WHAT YOU SHOULD DO: Rewrite every one of the items below with each "query" changed to "label" and nothing else altered, and leave the pictures out.

_ _ _ _ _ _ _

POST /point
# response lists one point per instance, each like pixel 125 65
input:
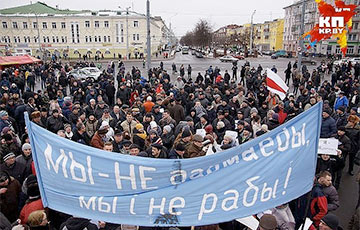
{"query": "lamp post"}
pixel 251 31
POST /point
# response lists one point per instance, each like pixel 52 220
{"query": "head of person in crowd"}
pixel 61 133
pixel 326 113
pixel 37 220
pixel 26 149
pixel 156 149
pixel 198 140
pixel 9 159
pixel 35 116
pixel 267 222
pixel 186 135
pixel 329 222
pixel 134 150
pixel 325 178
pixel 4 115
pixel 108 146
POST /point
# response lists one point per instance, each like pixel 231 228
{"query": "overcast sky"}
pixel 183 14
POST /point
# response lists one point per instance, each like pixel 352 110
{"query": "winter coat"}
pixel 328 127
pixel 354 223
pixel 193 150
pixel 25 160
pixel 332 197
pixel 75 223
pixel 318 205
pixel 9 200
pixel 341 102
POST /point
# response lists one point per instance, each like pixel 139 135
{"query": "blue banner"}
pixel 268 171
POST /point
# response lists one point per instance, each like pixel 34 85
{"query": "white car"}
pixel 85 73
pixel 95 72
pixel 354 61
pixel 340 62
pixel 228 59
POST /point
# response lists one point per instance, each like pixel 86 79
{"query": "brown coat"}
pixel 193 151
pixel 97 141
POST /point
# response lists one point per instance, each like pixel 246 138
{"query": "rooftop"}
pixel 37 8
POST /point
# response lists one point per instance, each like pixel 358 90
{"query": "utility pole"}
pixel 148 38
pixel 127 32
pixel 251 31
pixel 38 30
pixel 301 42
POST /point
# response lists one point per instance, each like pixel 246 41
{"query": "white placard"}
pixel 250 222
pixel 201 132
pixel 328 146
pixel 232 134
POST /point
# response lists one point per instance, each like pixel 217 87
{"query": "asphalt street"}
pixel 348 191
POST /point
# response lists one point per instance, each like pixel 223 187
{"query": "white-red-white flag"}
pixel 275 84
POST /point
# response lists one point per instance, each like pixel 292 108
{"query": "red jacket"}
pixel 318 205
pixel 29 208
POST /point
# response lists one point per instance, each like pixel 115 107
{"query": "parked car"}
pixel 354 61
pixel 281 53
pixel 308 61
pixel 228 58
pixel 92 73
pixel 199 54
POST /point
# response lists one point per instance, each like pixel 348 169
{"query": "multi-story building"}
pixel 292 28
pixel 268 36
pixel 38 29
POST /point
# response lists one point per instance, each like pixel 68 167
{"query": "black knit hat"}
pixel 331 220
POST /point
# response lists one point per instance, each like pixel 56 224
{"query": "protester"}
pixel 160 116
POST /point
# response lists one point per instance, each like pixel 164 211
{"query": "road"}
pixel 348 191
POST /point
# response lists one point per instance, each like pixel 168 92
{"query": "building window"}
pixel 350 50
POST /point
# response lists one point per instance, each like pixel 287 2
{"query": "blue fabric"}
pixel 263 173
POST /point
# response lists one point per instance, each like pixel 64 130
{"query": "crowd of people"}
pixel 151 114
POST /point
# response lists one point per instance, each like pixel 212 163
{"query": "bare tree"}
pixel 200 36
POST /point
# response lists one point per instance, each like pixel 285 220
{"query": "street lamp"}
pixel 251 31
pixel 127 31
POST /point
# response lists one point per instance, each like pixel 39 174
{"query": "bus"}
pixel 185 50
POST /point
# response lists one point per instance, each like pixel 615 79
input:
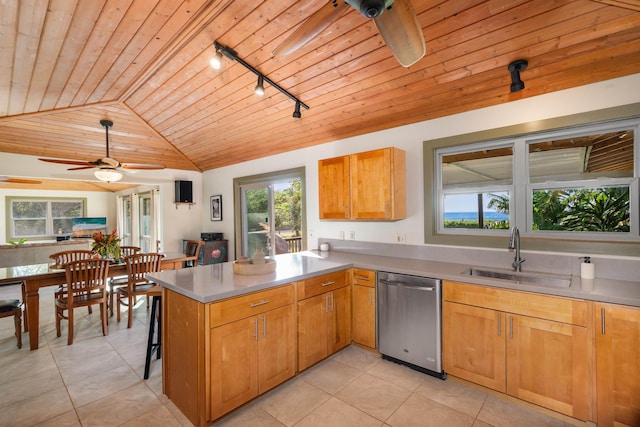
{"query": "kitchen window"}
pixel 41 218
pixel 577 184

_ _ _ _ _ _ _

RESPONSE:
POST /point
# response lists one point per instance, each like pixel 125 65
input:
{"label": "lamp post"}
pixel 251 31
POST /point
# response lists one point per instance, each like pixel 52 220
{"label": "head of person in crowd"}
pixel 61 133
pixel 326 113
pixel 37 220
pixel 26 149
pixel 156 149
pixel 198 140
pixel 9 159
pixel 35 116
pixel 267 222
pixel 186 135
pixel 329 222
pixel 134 150
pixel 325 178
pixel 4 115
pixel 108 146
POST /point
# response lists one point per instance, each like pixel 231 228
{"label": "overcast sky"}
pixel 183 14
POST /point
# response lists one point per instance, each like pixel 352 110
{"label": "winter coat"}
pixel 328 127
pixel 354 223
pixel 193 150
pixel 25 160
pixel 332 197
pixel 75 223
pixel 318 205
pixel 9 200
pixel 341 102
POST /point
# response lists one point per instance, each like pixel 139 135
{"label": "blue banner"}
pixel 268 171
POST /point
# response lists one point per instance, each like pixel 34 85
{"label": "white car"}
pixel 85 73
pixel 95 72
pixel 354 61
pixel 340 62
pixel 228 59
POST /point
# response lists one point per instance, each like pixel 86 79
{"label": "brown coat"}
pixel 193 151
pixel 97 141
POST /point
# response lists one point per instance, each like pixel 246 138
{"label": "rooftop"}
pixel 37 8
POST /point
# response lists one point per instance, each like pixel 358 90
{"label": "utility pole"}
pixel 148 38
pixel 127 32
pixel 251 31
pixel 38 30
pixel 301 42
POST /point
# response lists one point per instance, each like pixel 246 41
{"label": "white placard"}
pixel 250 222
pixel 201 132
pixel 328 146
pixel 232 134
POST /point
# response lists one point per instance, each like pixel 217 87
{"label": "asphalt street"}
pixel 348 191
POST /point
# response lists one point per instance, each like pixel 223 187
{"label": "white-red-white flag"}
pixel 275 84
POST /point
# response lists one point per instance, each like pixel 292 108
{"label": "red jacket"}
pixel 318 205
pixel 29 208
POST /point
# response lists one point per instance, each like pixel 115 107
{"label": "parked car"}
pixel 354 61
pixel 281 53
pixel 308 61
pixel 228 58
pixel 92 73
pixel 199 54
POST /point
# response lists one point per instance, each like pixel 348 169
{"label": "multi-story building"}
pixel 292 28
pixel 268 36
pixel 38 29
POST /point
# response lists one point per instance, each like pixel 68 167
{"label": "black knit hat"}
pixel 331 220
POST /point
# response lists one point per instance, each like pixel 56 224
{"label": "protester"}
pixel 160 116
POST /point
# response lists one point per instance, each like pixel 164 211
{"label": "road"}
pixel 348 191
POST /point
# response lists one point per instance, each like pixel 168 92
{"label": "building window"}
pixel 350 50
POST /point
# response lists one point per instance, each like pixel 287 2
{"label": "blue fabric"}
pixel 263 173
POST /point
# response lists one point per instance, each like pixel 64 130
{"label": "crowd of people"}
pixel 151 114
POST /point
# response lists one point per instance, each like pixel 212 163
{"label": "bare tree"}
pixel 200 36
POST /point
# response lists one point per instance, each like pixel 285 220
{"label": "street lamp"}
pixel 251 31
pixel 127 31
POST /point
# response lists one point per instance, each like pixel 39 174
{"label": "bus"}
pixel 185 50
POST /point
# response lists one point per instance, each like pixel 615 79
input:
{"label": "kitchen window"}
pixel 41 218
pixel 577 184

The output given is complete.